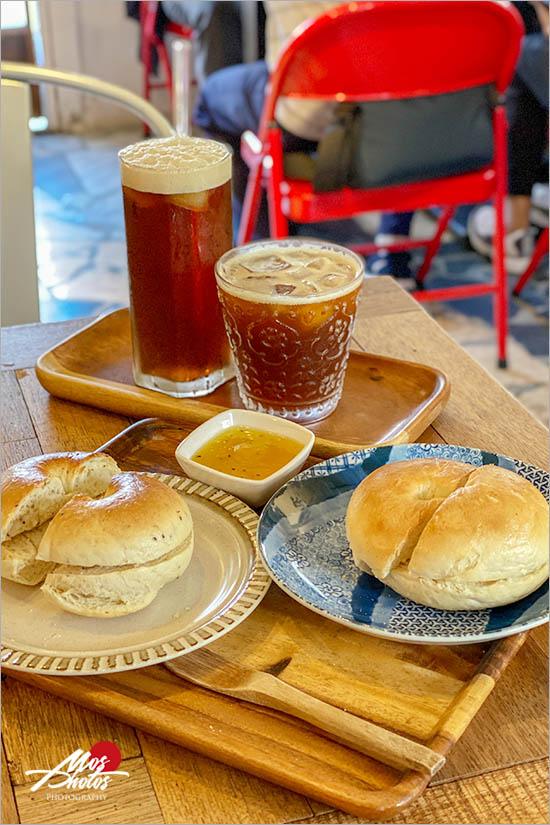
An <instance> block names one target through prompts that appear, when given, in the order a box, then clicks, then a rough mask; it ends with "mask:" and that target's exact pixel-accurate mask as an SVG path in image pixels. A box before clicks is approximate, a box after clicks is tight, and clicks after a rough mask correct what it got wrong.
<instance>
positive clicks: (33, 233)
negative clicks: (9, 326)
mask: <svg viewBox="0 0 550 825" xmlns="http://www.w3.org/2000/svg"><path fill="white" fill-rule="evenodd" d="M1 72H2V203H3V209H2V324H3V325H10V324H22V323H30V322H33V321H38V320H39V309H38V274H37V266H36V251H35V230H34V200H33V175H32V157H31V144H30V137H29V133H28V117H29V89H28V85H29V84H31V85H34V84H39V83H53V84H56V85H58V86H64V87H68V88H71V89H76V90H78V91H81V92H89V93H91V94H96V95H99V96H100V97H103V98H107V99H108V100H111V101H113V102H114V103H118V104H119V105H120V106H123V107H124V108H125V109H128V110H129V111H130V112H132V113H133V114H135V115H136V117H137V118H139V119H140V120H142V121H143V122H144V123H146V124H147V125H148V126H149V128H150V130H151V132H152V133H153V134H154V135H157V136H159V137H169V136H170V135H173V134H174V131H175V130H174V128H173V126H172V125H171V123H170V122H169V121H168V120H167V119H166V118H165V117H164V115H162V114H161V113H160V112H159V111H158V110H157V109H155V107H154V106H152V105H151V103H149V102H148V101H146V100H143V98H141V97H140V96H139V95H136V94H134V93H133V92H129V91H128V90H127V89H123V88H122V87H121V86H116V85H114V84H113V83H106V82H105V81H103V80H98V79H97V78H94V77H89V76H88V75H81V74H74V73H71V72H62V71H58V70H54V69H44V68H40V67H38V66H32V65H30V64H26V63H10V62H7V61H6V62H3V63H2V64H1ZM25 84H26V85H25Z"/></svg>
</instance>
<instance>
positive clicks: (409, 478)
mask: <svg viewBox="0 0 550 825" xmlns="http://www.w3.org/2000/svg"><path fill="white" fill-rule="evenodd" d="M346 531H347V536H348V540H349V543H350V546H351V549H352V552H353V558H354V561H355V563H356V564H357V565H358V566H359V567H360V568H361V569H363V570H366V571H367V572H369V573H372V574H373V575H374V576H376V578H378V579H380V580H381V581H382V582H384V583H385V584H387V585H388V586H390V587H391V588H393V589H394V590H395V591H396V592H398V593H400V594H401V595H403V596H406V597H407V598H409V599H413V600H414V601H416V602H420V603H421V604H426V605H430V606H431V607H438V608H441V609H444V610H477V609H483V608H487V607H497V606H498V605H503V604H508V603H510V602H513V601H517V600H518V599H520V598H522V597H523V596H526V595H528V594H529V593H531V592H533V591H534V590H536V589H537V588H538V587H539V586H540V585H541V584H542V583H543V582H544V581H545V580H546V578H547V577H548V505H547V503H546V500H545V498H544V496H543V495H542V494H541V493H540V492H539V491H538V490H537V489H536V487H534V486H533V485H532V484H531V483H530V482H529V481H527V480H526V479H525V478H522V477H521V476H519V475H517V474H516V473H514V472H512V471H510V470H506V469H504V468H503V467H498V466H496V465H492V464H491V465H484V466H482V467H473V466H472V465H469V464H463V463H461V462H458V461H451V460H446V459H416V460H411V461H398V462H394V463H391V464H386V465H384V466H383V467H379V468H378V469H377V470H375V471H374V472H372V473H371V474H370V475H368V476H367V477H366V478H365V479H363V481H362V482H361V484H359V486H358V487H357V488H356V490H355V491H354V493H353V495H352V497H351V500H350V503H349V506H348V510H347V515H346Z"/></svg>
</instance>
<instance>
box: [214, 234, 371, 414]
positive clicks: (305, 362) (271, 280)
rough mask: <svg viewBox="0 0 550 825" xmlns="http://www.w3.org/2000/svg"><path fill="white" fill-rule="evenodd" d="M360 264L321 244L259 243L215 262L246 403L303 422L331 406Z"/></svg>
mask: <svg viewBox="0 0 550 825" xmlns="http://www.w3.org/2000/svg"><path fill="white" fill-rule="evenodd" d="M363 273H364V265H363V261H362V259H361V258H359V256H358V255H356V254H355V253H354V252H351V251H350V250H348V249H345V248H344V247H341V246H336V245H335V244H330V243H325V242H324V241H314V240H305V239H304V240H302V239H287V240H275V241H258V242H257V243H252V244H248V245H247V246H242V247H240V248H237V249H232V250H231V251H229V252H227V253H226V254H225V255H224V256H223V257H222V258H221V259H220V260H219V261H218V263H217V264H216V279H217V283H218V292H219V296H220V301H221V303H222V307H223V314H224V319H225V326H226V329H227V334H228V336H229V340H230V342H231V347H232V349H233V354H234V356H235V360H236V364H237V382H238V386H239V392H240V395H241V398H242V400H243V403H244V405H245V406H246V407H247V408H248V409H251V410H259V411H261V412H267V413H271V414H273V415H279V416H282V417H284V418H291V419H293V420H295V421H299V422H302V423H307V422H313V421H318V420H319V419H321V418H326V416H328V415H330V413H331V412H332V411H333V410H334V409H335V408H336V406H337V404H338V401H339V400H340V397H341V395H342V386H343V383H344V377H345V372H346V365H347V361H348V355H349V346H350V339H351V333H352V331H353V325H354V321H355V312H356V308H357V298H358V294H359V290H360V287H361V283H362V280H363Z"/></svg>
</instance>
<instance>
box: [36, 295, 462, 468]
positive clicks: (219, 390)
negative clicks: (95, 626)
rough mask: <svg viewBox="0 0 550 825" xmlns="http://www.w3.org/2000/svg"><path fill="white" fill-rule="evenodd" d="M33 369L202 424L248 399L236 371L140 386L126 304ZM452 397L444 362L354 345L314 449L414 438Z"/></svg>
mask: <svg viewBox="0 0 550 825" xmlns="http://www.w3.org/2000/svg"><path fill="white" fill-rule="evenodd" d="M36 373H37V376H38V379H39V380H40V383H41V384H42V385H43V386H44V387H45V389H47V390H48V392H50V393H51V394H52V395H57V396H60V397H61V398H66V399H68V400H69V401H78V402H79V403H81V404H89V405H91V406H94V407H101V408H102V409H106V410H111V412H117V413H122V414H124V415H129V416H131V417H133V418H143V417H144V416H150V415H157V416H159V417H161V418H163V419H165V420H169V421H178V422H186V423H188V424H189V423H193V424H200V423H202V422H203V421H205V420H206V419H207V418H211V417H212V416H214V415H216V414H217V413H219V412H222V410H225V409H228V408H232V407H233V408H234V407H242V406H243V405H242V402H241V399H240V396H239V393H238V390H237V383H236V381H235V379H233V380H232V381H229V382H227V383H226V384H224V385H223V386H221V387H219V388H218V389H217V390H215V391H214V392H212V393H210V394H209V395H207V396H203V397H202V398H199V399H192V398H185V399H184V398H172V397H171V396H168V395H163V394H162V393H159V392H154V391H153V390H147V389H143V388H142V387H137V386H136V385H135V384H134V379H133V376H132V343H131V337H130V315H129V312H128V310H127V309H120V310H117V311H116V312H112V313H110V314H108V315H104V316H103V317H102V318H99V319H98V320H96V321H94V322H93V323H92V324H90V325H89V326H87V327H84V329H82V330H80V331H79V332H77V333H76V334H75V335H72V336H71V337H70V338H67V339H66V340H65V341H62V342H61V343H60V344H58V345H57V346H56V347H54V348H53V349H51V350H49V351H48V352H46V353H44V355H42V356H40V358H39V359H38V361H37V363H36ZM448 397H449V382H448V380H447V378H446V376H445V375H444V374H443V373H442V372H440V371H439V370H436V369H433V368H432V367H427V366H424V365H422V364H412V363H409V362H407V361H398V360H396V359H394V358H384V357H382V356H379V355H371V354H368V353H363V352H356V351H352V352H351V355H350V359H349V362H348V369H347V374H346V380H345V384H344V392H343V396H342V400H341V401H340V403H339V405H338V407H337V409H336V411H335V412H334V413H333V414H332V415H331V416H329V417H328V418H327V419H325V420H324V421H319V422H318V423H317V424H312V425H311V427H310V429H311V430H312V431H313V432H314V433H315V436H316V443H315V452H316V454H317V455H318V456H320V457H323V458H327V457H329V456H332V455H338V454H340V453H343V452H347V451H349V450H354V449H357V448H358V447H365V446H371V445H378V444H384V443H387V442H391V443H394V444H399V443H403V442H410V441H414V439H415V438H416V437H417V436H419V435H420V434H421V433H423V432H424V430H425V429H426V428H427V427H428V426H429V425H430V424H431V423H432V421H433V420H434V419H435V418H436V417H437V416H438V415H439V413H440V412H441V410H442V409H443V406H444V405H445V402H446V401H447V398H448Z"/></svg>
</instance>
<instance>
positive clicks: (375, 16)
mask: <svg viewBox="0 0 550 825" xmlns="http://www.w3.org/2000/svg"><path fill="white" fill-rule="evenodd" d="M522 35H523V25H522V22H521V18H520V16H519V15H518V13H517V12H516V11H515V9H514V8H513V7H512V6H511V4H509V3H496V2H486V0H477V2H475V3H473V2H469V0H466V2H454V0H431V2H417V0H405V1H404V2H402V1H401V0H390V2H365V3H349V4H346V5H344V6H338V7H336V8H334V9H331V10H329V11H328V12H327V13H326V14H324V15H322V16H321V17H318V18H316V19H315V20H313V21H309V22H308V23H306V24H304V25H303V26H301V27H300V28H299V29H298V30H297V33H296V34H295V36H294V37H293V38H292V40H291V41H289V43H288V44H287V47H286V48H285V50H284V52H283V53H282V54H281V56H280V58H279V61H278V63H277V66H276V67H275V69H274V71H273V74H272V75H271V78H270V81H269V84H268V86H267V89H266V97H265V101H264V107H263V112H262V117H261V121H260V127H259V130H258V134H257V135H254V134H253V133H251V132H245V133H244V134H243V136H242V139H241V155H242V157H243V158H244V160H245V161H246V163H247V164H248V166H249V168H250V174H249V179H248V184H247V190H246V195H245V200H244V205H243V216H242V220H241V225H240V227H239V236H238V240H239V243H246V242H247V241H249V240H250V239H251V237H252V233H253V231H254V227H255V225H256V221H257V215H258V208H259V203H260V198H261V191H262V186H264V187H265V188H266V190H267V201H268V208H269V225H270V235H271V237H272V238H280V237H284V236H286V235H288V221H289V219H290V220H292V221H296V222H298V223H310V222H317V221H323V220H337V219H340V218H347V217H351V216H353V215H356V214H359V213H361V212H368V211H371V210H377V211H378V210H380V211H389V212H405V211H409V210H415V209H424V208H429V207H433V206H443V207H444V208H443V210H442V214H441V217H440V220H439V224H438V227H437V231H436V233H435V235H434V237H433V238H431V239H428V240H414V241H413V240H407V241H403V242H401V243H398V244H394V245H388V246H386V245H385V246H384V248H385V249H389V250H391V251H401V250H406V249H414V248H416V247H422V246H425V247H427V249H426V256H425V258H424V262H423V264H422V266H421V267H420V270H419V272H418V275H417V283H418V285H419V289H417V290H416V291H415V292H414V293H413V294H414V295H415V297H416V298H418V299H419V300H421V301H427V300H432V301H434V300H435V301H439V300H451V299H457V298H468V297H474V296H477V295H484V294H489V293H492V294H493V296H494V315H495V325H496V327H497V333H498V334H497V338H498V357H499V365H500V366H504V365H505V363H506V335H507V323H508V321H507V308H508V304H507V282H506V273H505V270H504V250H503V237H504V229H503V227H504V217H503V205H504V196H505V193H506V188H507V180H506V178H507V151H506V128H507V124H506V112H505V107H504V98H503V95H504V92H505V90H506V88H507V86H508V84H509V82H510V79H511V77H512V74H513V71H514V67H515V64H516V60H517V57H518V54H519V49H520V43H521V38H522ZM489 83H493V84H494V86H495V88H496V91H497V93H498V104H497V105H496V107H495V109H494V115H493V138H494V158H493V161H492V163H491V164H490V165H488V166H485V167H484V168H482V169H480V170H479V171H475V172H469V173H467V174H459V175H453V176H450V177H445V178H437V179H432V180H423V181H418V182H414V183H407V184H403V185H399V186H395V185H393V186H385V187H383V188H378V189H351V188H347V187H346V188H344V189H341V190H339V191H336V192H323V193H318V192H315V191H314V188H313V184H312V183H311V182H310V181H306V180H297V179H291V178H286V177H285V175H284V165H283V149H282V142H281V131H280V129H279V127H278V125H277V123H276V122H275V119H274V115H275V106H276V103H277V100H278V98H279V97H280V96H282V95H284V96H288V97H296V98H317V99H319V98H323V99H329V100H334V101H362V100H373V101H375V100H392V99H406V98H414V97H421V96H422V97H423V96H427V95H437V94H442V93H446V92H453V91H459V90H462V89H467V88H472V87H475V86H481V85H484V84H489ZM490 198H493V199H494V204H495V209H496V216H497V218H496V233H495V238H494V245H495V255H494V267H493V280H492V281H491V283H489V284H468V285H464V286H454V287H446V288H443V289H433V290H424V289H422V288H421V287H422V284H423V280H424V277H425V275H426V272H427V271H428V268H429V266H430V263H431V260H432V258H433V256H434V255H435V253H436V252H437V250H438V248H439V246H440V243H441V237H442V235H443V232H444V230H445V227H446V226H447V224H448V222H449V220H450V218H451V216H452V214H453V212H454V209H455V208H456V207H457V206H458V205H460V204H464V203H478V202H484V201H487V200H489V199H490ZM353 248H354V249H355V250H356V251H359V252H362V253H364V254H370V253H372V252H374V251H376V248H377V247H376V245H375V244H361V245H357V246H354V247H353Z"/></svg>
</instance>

::::

* [Required work]
Search the records for the word "clicks" and copy every line where it occurs.

* [Output of the exercise]
An <instance> block names one target through prompts that appear, when given, in the order a box, then clicks, then a rough mask; it ends with "mask:" and that target's exact pixel-accurate mask as an SVG path in image pixels. A box before clicks is approximate, a box after clicks is tight, and clicks after a rough mask correct what it got wrong.
positive clicks: (33, 233)
negative clicks: (9, 326)
positive clicks: (409, 478)
positive clicks: (305, 362) (271, 280)
positive clicks: (219, 390)
negative clicks: (95, 626)
positive clicks: (375, 16)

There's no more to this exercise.